*** Provided records

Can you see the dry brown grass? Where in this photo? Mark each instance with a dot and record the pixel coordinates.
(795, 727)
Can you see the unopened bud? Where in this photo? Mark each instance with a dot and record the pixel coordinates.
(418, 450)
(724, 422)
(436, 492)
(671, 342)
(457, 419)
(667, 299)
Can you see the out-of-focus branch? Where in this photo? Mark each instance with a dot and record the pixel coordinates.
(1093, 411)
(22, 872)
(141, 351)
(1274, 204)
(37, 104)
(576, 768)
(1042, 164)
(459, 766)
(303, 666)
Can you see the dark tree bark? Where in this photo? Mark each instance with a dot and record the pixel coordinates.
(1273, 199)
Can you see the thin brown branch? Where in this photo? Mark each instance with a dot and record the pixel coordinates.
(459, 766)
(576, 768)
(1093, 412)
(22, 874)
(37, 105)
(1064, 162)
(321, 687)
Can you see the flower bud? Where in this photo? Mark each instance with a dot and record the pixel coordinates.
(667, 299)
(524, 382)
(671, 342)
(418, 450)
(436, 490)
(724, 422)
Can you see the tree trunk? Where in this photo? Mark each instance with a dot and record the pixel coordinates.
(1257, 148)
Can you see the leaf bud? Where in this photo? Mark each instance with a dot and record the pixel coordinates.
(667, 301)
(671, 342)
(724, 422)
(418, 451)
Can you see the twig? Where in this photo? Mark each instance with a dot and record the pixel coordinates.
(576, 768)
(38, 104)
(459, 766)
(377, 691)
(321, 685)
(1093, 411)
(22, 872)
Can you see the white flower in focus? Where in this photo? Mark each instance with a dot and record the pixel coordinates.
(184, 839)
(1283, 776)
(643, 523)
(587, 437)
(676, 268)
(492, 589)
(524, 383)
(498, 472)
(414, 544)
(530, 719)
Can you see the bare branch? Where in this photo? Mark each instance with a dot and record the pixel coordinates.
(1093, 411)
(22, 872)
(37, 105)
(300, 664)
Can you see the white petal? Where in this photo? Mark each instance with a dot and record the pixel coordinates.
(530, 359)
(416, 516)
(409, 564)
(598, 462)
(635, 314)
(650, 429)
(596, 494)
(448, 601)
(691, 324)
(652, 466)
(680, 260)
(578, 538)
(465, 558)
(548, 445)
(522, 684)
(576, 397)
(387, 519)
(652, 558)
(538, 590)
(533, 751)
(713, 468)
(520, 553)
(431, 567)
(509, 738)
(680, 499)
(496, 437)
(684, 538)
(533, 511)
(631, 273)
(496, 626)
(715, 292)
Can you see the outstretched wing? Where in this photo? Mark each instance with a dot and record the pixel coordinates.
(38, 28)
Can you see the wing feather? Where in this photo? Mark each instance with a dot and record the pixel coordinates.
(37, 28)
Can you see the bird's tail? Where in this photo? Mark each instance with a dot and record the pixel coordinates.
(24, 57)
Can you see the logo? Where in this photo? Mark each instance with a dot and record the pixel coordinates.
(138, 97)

******

▸ **Task instructions**
The full listing must be copied exactly, every line included.

▸ **Result of the exercise**
Can you see the dry brown grass? Where in this photo? Mark each instance with a dot and record the pixel coordinates.
(795, 727)
Can you see the unopened bud? Where in this photo? Mark each instance with a dot and record the pixel coordinates.
(418, 450)
(724, 422)
(436, 492)
(671, 342)
(457, 419)
(667, 299)
Can you see the out-of-focus branch? Where in this photo? Mark each instance with a dot and record the pixel coordinates.
(1093, 411)
(22, 872)
(141, 351)
(1274, 204)
(37, 104)
(576, 768)
(1042, 164)
(459, 766)
(303, 666)
Can you see the dark tree bark? Where in this photo? Mark each instance with a dot and record the pixel coordinates.
(1273, 199)
Can you see the thin brown branch? Where in this photo? Mark each instance with a dot and record the pixel coordinates.
(459, 766)
(576, 768)
(1093, 412)
(22, 874)
(37, 105)
(1064, 162)
(321, 687)
Can you see the flower bud? Where in this photo? Mark each instance with a dot and record the pixel coordinates.
(667, 299)
(524, 382)
(671, 342)
(418, 450)
(436, 490)
(724, 422)
Can you see the tree trunk? Where in this photo? Mark each instance with a dot and record the pixel coordinates.
(1257, 148)
Can you see the leaf bud? Where in this photo? Mark each instance with a dot and record the pixel coordinates.
(667, 301)
(671, 342)
(724, 422)
(418, 451)
Can you see the twig? Where in this photo? Mark each instance with a dot and record the pixel coordinates.
(576, 768)
(38, 104)
(459, 766)
(377, 691)
(321, 685)
(1093, 411)
(22, 872)
Can you see the white flower in focus? Where in this photo? Mark each instance with a dot and record the pixel coordinates.
(184, 839)
(1283, 776)
(643, 523)
(587, 437)
(676, 268)
(492, 589)
(524, 383)
(498, 472)
(414, 544)
(530, 719)
Can you see the bare branch? Where in this photo? Mark each instance with a dot and record the pixel coordinates.
(1093, 411)
(22, 872)
(37, 105)
(300, 664)
Can you see the white petal? Where in this photo? Mark each instance with a dot and record the pixel coordinates.
(530, 359)
(416, 516)
(409, 564)
(598, 462)
(635, 314)
(650, 429)
(596, 494)
(448, 601)
(691, 324)
(652, 466)
(680, 260)
(578, 538)
(465, 558)
(548, 445)
(522, 684)
(576, 397)
(387, 519)
(652, 558)
(538, 590)
(533, 751)
(713, 468)
(520, 553)
(431, 567)
(509, 738)
(680, 499)
(496, 437)
(684, 538)
(533, 511)
(631, 273)
(496, 626)
(715, 292)
Can you see the outstretched wing? Where in this photo? Mark each instance with a dot and record the pixel coordinates.
(38, 28)
Can you see the wing feather? Where in this photo? Mark each instance with a dot and record the pixel coordinates.
(37, 28)
Can you see the bird's tail? Where in this photo? Mark each instance with a dot and record the pixel coordinates.
(24, 57)
Can you see the logo? Where in this photo? Mark each instance with a dot and record the pixel coordinates.
(138, 97)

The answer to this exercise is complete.